_Problem requirements_
Starting at the line that contains "Mark one point on each instance of the stage" and ending at the last line of the records below, output those lines as a JSON list of strings, one string per line, omitting any blank lines.

_Given records_
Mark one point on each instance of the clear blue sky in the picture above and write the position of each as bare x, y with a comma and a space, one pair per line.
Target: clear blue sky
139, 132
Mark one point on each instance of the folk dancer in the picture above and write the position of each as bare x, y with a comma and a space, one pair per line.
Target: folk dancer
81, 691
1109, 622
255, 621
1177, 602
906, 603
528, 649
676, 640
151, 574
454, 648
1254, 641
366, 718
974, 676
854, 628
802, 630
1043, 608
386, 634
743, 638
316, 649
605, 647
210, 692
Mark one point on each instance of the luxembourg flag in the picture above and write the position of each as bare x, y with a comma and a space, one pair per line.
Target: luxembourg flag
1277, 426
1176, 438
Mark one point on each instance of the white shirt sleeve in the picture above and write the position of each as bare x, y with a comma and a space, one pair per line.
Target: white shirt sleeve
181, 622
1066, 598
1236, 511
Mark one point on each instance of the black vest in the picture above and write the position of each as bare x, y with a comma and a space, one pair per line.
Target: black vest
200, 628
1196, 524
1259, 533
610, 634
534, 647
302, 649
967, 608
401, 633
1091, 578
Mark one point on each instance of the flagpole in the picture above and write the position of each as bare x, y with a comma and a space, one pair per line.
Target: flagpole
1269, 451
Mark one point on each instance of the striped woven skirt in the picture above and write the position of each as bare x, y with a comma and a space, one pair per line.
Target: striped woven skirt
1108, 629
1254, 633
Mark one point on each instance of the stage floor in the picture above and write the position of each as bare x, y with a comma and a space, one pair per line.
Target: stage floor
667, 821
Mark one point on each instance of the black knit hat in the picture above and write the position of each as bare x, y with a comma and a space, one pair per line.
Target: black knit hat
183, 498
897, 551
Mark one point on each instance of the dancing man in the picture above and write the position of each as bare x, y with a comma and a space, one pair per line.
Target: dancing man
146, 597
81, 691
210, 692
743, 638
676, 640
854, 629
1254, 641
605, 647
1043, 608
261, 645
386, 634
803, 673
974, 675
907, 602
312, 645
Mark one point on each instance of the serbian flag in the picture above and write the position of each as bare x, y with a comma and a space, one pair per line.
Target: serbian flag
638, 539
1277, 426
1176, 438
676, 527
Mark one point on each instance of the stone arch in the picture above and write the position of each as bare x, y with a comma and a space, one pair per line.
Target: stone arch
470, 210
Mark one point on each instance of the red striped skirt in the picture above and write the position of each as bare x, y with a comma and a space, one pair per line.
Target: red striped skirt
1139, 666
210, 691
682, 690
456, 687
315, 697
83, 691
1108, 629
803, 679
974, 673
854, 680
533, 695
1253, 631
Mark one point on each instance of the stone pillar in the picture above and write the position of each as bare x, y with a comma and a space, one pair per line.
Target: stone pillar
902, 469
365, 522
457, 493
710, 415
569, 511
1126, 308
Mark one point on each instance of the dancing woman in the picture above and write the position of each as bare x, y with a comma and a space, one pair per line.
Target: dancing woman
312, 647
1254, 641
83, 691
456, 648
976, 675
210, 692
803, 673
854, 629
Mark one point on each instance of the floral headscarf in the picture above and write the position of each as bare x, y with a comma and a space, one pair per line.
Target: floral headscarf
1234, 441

_The solution_
[
  "Mark one point on each instance of the stage floor in the picture above and write the position of each as bare x, y with a comma and a space, one pair per line.",
  "Target: stage floor",
  "667, 821",
  "Mark one point on each instance of the black knit hat in the picture above and write the position of each as bare x, y with a comma and a space, one pair per line.",
  "Target: black knit hat",
  "183, 498",
  "897, 551",
  "Mark one point on each instance of the dancing man in the picture above and write the position of each as bare x, y with a comma and a space, one pair per line.",
  "Target: dancing man",
  "146, 597",
  "81, 691",
  "210, 692",
  "743, 638",
  "676, 640",
  "854, 629",
  "1254, 641",
  "605, 647",
  "1043, 608",
  "261, 645",
  "386, 634",
  "803, 673",
  "974, 675",
  "907, 602",
  "312, 645",
  "Mark one point on each instance of the serbian flag in the picture above and write the position of each as bare x, y with a comma and a space, one pair per line.",
  "Target: serbian flag",
  "638, 539",
  "1277, 426",
  "1176, 438",
  "676, 527",
  "Mark one point on each instance of the stone arch in the picture above and write the position of each as bare x, y with a comma and a space, one pair per line.",
  "Target: stone arch",
  "470, 210",
  "Mark one point on each instance of the red striped skirt in the picture above and write the position of each as bare x, y with a comma and a space, one pair per line.",
  "Target: red striped skirt",
  "1139, 666",
  "210, 691",
  "682, 690",
  "456, 687",
  "315, 697",
  "83, 691",
  "1108, 629",
  "803, 679",
  "974, 673",
  "854, 680",
  "533, 695",
  "1253, 631",
  "Mark one point on each instance of the stone pillar in the picture above and write the position of each as bare x, y with a comma and a space, one pair per line.",
  "Target: stone pillar",
  "902, 469",
  "365, 522",
  "457, 493",
  "710, 415",
  "569, 511",
  "1126, 308",
  "Mark one point on each instance of the dancing woman in the picture above and write the position of each as bare x, y with a comma and a space, one pair per line.",
  "Target: dancing woman",
  "312, 647",
  "1254, 641",
  "83, 691",
  "456, 648",
  "976, 675",
  "210, 692",
  "803, 673",
  "854, 629",
  "Mark one point on each instance of the floral headscarf in the picture above and write the position of each as bare x, y with a comma and a space, one pair per line.",
  "Target: floral headscarf",
  "1234, 441"
]